What the task requires: In the text about Grace, what gift did the school personnel give her when she retired in 1955?

── Text section ──

In 1917, Grace became the cook for the Polacca Day School, a position she held for thirty-eight years. She arrived at school each morning before dawn. She hired school boys to chop wood for the oven and to help haul water from the well while she made fresh yeast bread and butchered the meat. In the early years, there was no refrigeration so all food had to be prepared daily.
The tiring walk up and down the side of the mesa convinced Grace that she should build a house in Polacca close to the school. Her home, the first non-government house in Polacca, now enlarged and modernized, is still being used by her descendants. In 1955 when Grace retired, in recognition of her many years of hard labor, the school personnel gave her a water spigot for her yard. At that time, plumbing was not common in Polacca, and Grace was the first person to have running water available at a private home.
Grace spoke English fluently in addition to her native Tewa and Hopi languages. She was friends with the Polacca Day School teachers and they often picnicked together and shared craft ideas. The first Hopi teacher at Polacca was Elizabeth White who in later years also became a well-known potter. During the two years Elizabeth was at the school, she would often go to Grace’s home during her lunch hour and play Grace’s piano, another first for that period.
During her frequent long walks, Grace would gather wild spinach and other greens to prepare as food or tea, or to use in making paints for her pottery. She also collected broken pottery (potsherds) which she ground and used for temper. Sometimes, she would find larger pieces with lovely designs, which she kept, for inspiration. Among those special potsherds were pieces with the rain bird and butterfly which she developed as her special designs. The butterfly, more than any other, is now considered to belong especially to Grace’s family and the use of it is being carried on in the fourth generation. Grace’s daughter, Alma Tahbo, granddaughter Deanna Tahbo, and great-grandson Mark Tahbo have particularly incorporated the butterfly into their own fine pottery work.
In 1927, Grace became the first person from the Hopi Reservation to travel in an airplane, going from Grand Canyon to Long Beach where she demonstrated and sold her pottery. A half-century later, Grace returned to California with her daughter, Alma, for a special showing and demonstration at the Numasters Gallery in Alhambra. By this time, Grace was well over a hundred and was recovering from a severe automobile accident. Although she walked with a cane and needed someone to comb her long hair because she could no longer reach around to the back of her head, she was still making pottery, including some very large bowls which are now collectors items.
Throughout her long life, friends sought Grace’s company. It was not unusual to see cars with out-of-state license plates parked beside her home in Polacca. In 1967, a retired school teacher from California made her way to Polacca to bring back to Grace a jar she had purchased in Long Beach, California nearly forty years before. The teacher wanted Grace’s grandchildren to see some of Grace’s early wonderful work. Grace was the subject of study by anthropologist Gene Weltfish and ethno-archeologist Michael Stanislawski. In his popular book, Sun in the Sky, Walter O’Kane includes words of praise and a photograph of this remarkable woman. She has also been cited regularly in books about Southwestern pottery.
As a human being, Grace was gentle, compassionate, and hardworking. She had a keen sense of humor all of her 106 years. She was tolerant of those individuals who referred to her work as “Hopi pottery,” but she identified herself, and would want to be remembered, as a member of the Tewa Bear Clan and as a Tewa-Hopi pottery maker.

───
── Given records ──

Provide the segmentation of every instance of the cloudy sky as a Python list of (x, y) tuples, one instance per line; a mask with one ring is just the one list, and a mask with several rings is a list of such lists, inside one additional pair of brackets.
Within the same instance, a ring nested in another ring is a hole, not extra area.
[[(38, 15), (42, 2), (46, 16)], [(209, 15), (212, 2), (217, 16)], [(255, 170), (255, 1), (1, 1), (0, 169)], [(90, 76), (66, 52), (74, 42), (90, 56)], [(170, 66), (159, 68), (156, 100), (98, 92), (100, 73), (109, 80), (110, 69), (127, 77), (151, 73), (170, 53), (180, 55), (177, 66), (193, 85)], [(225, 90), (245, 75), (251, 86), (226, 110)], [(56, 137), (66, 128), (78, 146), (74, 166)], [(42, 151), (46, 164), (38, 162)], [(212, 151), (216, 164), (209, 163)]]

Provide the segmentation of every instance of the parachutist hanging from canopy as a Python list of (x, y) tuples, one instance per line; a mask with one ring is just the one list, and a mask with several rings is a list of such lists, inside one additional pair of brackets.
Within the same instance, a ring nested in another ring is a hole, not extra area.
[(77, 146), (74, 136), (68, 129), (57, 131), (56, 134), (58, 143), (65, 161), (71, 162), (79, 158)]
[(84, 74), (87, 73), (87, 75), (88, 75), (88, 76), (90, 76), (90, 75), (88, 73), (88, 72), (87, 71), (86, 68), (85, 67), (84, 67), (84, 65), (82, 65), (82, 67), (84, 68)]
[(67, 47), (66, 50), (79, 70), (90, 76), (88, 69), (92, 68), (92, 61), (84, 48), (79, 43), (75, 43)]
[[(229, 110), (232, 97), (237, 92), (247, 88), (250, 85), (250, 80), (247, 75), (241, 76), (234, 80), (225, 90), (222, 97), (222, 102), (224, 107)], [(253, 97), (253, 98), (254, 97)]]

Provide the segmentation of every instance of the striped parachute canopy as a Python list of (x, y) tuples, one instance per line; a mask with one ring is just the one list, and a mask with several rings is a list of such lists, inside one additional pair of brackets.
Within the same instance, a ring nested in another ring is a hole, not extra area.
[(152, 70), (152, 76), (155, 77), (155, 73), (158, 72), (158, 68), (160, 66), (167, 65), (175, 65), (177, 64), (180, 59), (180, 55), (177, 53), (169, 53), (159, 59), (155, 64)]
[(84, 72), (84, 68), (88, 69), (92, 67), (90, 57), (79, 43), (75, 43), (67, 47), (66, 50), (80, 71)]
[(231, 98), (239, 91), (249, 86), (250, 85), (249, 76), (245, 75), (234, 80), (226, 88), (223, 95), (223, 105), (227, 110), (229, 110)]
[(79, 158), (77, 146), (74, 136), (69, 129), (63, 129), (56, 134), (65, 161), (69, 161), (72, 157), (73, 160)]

───

Your solution: A water spigot for her yard.